Starting at the line that holds "Where can you see the green guacamole", set down each line through the end of the listing, exactly as written and with nothing added.

Location identification items:
——
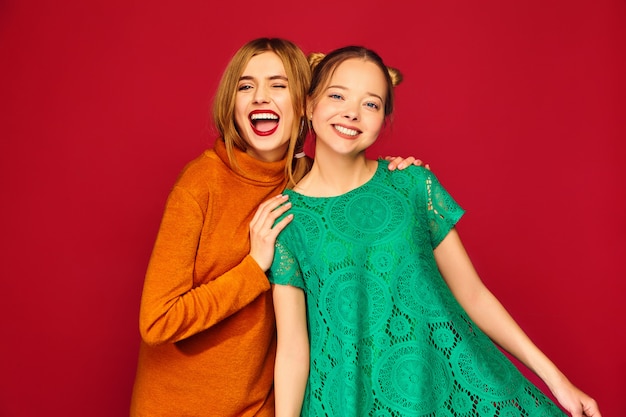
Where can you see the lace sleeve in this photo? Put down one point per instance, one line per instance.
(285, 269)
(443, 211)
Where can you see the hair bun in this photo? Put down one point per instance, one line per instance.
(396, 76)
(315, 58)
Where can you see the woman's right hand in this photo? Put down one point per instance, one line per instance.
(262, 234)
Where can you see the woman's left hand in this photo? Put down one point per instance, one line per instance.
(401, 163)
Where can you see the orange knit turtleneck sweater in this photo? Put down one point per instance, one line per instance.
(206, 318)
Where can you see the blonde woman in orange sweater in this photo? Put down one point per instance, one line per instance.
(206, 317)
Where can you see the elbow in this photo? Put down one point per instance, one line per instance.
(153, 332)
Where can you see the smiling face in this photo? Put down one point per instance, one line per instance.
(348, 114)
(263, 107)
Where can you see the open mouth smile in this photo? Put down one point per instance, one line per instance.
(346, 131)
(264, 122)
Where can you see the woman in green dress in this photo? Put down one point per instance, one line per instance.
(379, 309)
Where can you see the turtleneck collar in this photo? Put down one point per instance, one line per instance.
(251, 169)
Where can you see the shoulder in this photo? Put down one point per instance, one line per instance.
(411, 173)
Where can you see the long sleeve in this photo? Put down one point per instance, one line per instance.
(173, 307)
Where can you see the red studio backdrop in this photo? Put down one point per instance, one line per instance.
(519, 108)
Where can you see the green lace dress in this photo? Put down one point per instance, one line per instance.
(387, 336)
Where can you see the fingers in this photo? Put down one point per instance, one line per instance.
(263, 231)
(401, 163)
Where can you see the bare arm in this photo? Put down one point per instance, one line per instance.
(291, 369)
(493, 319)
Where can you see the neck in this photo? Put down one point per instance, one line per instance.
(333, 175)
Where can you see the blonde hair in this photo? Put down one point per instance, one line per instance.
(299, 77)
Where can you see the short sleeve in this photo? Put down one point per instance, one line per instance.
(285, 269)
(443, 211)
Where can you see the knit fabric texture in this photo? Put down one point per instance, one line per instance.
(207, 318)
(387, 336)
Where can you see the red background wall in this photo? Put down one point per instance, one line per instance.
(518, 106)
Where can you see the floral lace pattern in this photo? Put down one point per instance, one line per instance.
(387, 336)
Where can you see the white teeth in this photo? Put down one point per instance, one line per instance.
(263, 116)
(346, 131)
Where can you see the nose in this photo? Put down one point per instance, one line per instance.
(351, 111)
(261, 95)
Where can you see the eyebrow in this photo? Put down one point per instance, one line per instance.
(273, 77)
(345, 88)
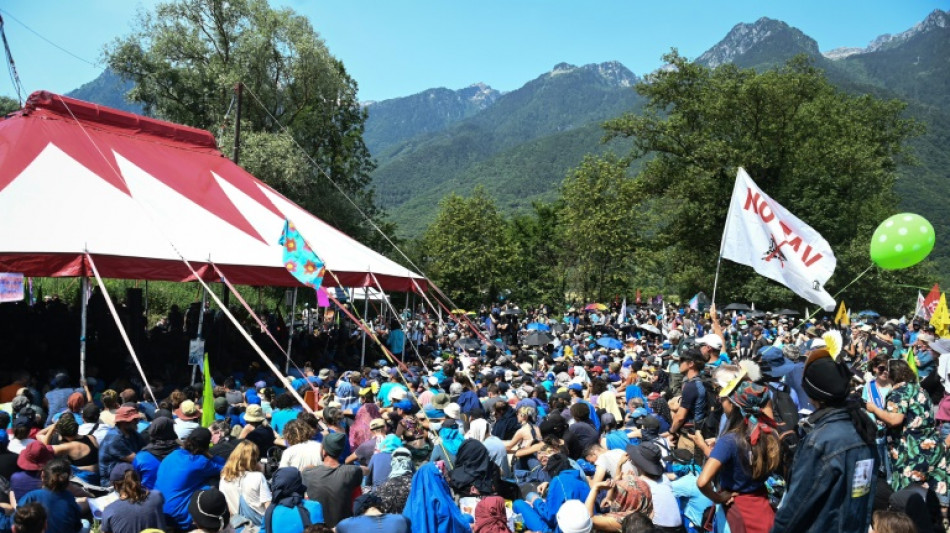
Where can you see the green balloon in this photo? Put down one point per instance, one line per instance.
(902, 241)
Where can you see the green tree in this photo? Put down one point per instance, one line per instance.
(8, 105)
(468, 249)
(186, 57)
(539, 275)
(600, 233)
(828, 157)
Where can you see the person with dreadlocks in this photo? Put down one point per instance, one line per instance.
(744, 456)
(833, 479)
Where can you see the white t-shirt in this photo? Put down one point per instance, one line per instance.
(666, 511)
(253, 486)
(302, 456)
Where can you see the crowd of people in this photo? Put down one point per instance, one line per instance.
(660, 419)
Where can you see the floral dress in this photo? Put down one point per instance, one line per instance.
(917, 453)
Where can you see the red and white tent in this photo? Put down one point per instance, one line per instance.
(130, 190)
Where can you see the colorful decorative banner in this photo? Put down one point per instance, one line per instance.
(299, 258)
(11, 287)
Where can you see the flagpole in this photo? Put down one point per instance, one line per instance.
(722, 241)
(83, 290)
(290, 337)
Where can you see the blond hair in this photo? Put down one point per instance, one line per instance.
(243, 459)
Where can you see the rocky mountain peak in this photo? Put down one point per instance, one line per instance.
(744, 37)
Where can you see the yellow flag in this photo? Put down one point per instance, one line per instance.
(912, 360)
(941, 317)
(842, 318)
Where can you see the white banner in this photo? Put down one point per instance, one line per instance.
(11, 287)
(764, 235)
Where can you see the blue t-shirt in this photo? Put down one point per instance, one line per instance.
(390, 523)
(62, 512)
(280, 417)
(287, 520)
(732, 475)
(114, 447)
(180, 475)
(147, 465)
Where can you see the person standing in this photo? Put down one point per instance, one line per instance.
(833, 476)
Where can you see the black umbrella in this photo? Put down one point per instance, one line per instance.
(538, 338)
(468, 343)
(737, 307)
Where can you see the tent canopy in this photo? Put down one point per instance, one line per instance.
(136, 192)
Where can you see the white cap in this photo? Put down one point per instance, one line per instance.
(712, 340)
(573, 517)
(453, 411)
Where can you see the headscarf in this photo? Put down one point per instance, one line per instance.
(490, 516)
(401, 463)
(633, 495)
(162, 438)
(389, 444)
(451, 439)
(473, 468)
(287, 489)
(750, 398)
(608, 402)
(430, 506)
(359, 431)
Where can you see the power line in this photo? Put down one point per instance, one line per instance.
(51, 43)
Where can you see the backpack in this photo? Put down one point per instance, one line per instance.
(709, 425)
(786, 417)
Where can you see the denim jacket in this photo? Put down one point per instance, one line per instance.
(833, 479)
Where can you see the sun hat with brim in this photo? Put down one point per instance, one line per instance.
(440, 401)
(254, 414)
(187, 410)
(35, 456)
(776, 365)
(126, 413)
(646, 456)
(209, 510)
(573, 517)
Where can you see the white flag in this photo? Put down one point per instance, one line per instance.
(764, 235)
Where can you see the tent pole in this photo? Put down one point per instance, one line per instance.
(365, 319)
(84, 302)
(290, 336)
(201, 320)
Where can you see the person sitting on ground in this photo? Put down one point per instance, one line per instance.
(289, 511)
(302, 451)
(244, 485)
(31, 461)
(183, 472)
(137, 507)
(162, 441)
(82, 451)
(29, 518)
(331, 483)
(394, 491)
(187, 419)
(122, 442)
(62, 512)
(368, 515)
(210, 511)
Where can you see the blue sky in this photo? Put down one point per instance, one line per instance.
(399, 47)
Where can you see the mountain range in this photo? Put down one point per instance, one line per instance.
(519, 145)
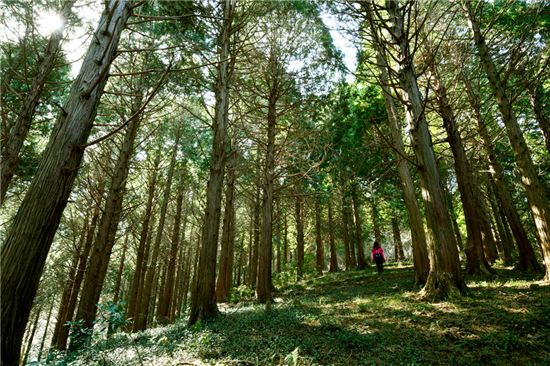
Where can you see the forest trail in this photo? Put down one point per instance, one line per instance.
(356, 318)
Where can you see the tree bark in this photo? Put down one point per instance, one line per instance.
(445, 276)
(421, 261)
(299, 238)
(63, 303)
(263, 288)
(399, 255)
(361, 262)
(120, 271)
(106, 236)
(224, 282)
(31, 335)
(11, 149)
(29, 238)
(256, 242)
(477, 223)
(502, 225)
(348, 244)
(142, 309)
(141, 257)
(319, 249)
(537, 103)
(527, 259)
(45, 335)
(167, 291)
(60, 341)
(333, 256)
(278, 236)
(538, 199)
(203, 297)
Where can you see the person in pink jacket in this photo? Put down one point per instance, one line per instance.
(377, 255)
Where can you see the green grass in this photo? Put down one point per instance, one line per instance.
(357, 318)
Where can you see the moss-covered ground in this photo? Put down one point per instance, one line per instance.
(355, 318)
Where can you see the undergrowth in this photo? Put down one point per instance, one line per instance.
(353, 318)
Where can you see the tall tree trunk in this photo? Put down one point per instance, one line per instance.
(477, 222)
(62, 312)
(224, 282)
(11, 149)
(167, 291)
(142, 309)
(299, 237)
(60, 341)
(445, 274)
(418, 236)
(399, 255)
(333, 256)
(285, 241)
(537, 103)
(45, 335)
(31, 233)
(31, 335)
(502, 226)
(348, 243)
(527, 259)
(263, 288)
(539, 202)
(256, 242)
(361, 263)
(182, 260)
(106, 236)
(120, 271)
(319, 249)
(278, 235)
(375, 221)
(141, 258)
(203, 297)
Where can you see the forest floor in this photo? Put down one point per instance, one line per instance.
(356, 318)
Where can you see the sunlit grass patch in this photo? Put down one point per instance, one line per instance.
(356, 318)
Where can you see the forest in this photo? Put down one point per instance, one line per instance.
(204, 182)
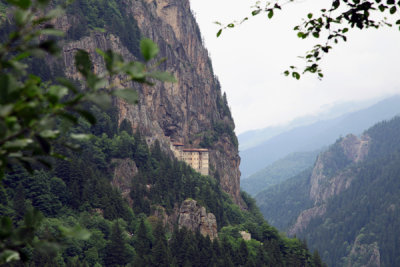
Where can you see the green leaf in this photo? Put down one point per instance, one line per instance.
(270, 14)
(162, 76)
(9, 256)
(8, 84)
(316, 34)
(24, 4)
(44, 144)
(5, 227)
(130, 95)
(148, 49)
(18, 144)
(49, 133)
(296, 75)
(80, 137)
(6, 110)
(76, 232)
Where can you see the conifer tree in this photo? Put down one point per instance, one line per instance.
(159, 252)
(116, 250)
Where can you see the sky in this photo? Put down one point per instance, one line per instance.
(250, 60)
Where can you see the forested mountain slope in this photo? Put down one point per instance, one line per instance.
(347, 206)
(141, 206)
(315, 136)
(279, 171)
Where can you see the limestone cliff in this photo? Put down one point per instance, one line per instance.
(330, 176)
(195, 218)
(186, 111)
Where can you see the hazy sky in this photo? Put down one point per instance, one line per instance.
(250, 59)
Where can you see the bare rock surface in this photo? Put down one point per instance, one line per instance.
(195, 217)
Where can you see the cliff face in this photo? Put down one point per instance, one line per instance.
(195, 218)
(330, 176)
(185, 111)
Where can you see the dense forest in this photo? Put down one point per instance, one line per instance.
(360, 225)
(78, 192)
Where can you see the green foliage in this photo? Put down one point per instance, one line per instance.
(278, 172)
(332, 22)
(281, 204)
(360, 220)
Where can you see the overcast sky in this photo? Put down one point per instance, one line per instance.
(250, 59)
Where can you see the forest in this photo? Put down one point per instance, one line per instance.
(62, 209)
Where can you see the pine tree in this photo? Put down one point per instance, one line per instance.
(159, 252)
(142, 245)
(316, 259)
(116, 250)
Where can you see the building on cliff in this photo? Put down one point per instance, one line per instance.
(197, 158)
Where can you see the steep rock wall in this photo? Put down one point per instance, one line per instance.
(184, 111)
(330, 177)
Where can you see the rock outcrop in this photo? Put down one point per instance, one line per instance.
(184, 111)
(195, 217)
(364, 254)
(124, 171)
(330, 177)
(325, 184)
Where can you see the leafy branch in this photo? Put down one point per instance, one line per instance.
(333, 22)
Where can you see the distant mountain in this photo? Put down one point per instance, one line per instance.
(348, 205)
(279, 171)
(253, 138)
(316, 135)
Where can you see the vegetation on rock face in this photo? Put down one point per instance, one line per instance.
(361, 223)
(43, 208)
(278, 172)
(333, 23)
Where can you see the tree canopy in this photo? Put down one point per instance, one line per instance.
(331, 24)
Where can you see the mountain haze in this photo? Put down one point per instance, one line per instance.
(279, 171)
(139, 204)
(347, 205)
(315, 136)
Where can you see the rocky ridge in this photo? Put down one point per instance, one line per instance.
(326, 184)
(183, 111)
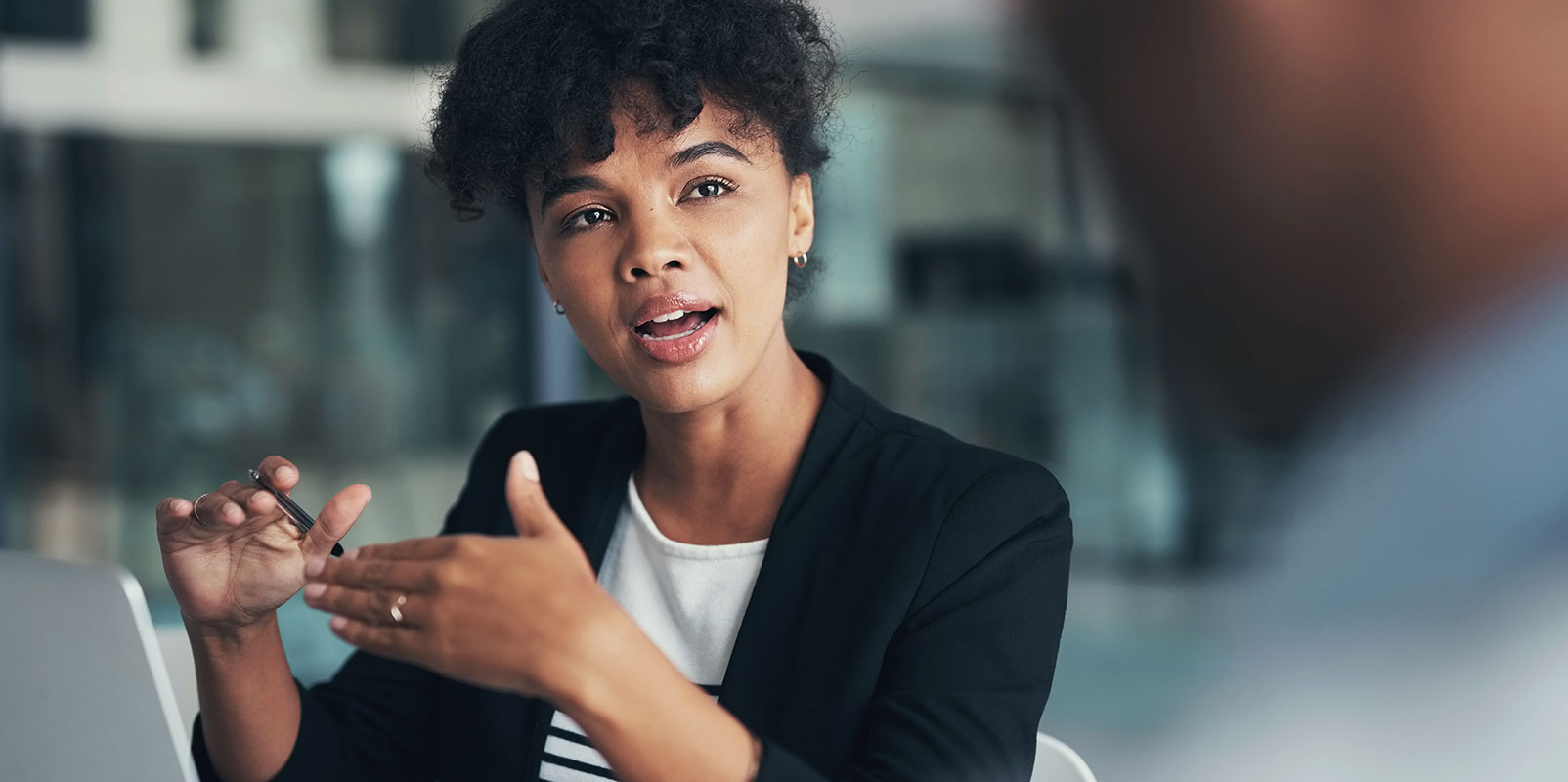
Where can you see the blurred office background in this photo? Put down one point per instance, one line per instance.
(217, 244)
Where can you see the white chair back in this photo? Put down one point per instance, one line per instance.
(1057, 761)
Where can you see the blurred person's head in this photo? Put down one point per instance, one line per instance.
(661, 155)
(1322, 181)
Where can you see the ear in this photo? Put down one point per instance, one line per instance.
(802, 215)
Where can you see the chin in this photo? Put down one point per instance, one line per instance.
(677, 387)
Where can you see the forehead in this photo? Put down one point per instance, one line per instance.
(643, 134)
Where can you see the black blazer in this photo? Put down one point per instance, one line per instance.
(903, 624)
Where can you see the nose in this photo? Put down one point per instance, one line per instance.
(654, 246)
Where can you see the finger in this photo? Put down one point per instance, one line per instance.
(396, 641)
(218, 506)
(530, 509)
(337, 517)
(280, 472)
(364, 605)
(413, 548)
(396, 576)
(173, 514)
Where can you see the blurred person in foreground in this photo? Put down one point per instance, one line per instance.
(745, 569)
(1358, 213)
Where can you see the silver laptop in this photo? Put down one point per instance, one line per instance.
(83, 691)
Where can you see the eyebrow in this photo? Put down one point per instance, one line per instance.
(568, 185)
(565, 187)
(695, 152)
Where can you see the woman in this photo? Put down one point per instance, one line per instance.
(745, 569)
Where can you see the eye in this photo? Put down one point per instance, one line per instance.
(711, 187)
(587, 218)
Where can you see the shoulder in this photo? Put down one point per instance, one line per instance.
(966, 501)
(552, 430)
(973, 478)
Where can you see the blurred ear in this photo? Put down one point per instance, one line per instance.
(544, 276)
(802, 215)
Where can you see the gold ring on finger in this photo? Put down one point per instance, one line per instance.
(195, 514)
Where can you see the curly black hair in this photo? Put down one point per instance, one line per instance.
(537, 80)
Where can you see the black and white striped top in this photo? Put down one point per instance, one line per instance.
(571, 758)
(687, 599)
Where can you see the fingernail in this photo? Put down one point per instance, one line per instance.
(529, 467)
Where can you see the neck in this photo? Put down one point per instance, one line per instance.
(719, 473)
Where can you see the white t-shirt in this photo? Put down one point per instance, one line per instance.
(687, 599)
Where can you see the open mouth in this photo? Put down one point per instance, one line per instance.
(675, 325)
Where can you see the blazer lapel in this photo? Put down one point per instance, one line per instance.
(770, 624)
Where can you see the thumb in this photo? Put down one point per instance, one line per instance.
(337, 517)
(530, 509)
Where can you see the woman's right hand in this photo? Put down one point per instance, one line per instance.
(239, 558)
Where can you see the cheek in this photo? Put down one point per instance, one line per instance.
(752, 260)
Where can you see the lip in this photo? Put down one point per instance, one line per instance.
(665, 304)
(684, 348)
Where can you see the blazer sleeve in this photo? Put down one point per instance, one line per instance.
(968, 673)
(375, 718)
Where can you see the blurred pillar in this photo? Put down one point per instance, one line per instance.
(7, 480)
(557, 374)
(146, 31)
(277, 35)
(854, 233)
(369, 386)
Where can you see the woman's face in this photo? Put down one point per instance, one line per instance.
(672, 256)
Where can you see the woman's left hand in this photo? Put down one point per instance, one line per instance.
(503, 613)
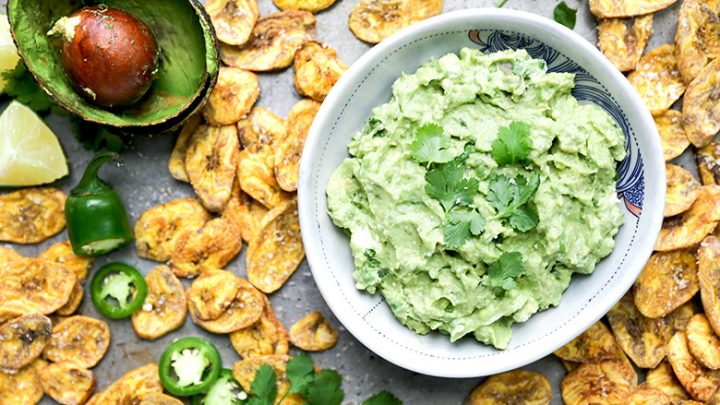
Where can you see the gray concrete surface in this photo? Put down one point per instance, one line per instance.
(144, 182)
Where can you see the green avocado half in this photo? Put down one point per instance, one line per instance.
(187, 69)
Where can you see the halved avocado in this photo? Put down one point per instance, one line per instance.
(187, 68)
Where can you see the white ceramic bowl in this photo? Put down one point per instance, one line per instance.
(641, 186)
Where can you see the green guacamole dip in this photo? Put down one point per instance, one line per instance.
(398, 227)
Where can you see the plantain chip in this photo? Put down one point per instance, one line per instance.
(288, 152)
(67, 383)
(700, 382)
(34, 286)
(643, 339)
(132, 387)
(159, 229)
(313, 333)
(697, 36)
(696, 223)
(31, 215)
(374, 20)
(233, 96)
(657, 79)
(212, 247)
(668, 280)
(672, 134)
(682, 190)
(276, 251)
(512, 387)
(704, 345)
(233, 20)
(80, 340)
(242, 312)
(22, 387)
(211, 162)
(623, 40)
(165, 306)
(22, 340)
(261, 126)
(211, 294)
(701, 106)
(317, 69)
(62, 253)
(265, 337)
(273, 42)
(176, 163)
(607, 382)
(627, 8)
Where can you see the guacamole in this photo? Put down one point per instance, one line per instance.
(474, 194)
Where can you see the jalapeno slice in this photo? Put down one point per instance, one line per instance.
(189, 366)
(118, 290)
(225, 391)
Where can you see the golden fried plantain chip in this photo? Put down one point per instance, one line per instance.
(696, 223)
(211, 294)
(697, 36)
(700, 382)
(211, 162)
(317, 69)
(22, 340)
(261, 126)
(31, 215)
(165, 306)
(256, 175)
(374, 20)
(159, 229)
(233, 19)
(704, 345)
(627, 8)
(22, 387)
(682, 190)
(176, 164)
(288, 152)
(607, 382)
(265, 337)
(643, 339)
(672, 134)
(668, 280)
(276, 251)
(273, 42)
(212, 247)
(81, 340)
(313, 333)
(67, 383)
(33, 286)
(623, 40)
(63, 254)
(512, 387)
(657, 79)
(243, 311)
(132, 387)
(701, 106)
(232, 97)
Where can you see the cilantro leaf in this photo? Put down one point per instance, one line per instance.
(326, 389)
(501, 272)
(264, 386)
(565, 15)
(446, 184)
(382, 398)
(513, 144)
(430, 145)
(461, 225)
——
§ **EXERCISE RESULT**:
Where can you see the green guacamole dip in this photo? Put down one point per instance, one line per instance.
(398, 227)
Where can you see the plantain chip in this photo? Put down one point per instance, one line per instance.
(288, 152)
(67, 383)
(700, 382)
(34, 286)
(643, 339)
(132, 387)
(159, 229)
(313, 333)
(697, 36)
(696, 223)
(31, 215)
(374, 20)
(233, 96)
(657, 79)
(212, 247)
(668, 280)
(672, 134)
(682, 190)
(276, 251)
(512, 387)
(704, 345)
(233, 20)
(80, 340)
(242, 312)
(22, 387)
(211, 162)
(623, 40)
(165, 306)
(22, 340)
(261, 126)
(211, 294)
(701, 106)
(317, 69)
(62, 253)
(265, 337)
(273, 42)
(176, 163)
(607, 382)
(627, 8)
Where can you see the guacamole in this photo? Put down one point per instance, one line per instance.
(474, 194)
Where can you see the jalapeno slice in this photo? Put down one point per instance, one line per instance.
(189, 366)
(118, 290)
(225, 391)
Where can you see the golden fried plantain chip in this photo? Put down one point per instance, one line per instance.
(696, 223)
(211, 294)
(697, 36)
(700, 382)
(211, 162)
(317, 69)
(22, 340)
(261, 126)
(31, 215)
(165, 306)
(256, 175)
(374, 20)
(159, 229)
(233, 19)
(704, 345)
(627, 8)
(22, 387)
(682, 190)
(176, 164)
(288, 152)
(607, 382)
(265, 337)
(643, 339)
(672, 134)
(668, 280)
(276, 251)
(273, 42)
(212, 247)
(81, 340)
(313, 333)
(67, 383)
(33, 286)
(623, 40)
(63, 254)
(512, 387)
(657, 79)
(243, 311)
(132, 387)
(701, 106)
(232, 97)
Where can you see the cilantro leaf in this photo? Put down one point per instance, one line per instance.
(326, 389)
(501, 272)
(264, 386)
(565, 15)
(446, 184)
(382, 398)
(513, 144)
(430, 145)
(461, 225)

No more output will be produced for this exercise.